Brief
Give back the lines from the one holding "the tree trunk" through the one holding "[144,8,167,129]", inclusive, with "tree trunk" switched to "lamppost" and nothing else altered.

◇ ◇ ◇ ◇ ◇ ◇ ◇

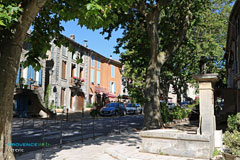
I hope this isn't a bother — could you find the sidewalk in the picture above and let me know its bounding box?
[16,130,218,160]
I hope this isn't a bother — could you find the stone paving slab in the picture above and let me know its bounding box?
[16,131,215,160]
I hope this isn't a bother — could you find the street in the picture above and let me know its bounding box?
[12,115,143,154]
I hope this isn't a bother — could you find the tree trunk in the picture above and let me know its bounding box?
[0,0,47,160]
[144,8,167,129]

◇ ◇ ◇ ◇ ◇ ◇ ◇

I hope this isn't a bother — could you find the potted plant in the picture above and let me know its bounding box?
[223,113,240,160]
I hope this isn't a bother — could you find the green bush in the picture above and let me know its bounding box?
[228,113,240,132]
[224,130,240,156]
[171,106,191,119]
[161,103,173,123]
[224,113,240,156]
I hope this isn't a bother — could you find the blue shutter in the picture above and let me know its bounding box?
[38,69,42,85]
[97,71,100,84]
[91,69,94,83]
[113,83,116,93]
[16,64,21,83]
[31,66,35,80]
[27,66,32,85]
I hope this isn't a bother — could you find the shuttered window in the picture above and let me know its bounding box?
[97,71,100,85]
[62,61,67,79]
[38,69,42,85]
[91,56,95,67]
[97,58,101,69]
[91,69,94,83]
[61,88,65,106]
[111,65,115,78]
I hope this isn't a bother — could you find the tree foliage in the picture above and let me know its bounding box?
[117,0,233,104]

◇ ◇ ◇ ◇ ◇ ◇ ◇

In response
I hope this isn't a bother — could you find the lamppost in the picture above and let me know its bounding box?
[0,0,47,160]
[144,8,167,129]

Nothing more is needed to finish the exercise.